### Directions for this task
Your task is to copy the listing exactly, with the pictures left out.

### Records for the task
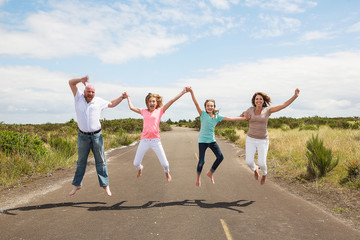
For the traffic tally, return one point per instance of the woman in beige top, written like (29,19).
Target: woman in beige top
(257,136)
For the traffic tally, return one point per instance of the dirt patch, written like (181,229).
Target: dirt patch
(342,203)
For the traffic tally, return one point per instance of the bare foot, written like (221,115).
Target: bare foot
(210,175)
(107,190)
(139,174)
(198,182)
(263,179)
(75,189)
(256,174)
(168,176)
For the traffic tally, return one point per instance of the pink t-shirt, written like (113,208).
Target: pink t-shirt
(151,123)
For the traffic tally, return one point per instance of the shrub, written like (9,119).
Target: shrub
(320,160)
(63,146)
(17,143)
(353,169)
(230,134)
(308,127)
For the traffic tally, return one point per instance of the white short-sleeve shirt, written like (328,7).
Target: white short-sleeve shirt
(88,114)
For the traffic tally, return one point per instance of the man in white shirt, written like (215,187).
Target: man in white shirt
(88,110)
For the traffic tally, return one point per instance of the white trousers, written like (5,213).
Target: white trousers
(156,146)
(261,146)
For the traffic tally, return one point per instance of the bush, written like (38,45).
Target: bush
(353,169)
(308,127)
(230,134)
(23,144)
(63,146)
(320,160)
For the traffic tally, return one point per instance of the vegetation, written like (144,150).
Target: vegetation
(289,142)
(320,160)
(28,150)
(32,150)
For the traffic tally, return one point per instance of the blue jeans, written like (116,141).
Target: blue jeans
(96,144)
(216,150)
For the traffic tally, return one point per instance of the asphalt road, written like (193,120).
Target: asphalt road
(235,207)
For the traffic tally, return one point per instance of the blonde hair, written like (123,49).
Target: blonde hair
(156,96)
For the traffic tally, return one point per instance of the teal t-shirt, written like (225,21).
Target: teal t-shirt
(207,128)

### Result of this task
For the traffic tally, return one point per instance of the woman in beige top, written like (29,19).
Target: woman in beige top
(257,136)
For the traffic tally, return one point per instance of the dirt patch, written like (181,229).
Target: dirt patch
(342,203)
For the traffic tally, return one point per instance of the bare foot, written like (221,115).
Target: bare foot
(210,175)
(107,190)
(139,174)
(198,182)
(263,179)
(75,189)
(256,174)
(168,176)
For the traffic tally, return one point per instance of the pink t-shirt, written like (113,208).
Target: pink t-shirt
(151,123)
For the traffic tally, return one point per instance of the shrub, written like (9,119).
Target: shrub
(320,160)
(63,146)
(17,143)
(353,169)
(230,134)
(308,127)
For the traffic tally, return one point per instance of the white short-sleeve shirt, written like (328,7).
Target: white short-sleeve shirt
(88,114)
For the traffic tally, return one point per instance of the man in white shirt, written like (215,187).
Target: man in white shirt
(88,110)
For the traffic tally, return one point per instance of the white trousers, written like (5,213).
Target: white trousers
(156,146)
(261,146)
For the traffic tally, return one point per instance of the bush, written like (38,45).
Target: bush
(353,169)
(308,127)
(230,134)
(23,144)
(63,146)
(320,160)
For the traffic tally, return one point per instance of the vegetation, written like (144,150).
Target: vegetation
(289,142)
(320,160)
(28,150)
(32,150)
For the traffic tally, return one point per instance of the blue jeans, written like (116,141).
Target: blue jeans
(96,144)
(216,150)
For the traffic tally, return one point per instance of the asphalt road, written like (193,120).
Target: asphalt road
(235,207)
For the traffic tally, return one point per instance of the blonde hair, written like (123,49).
Target: blonde hair
(156,96)
For the traffic tally, return one point per instance of the teal t-shirt, written like (225,21).
Target: teal t-shirt
(207,128)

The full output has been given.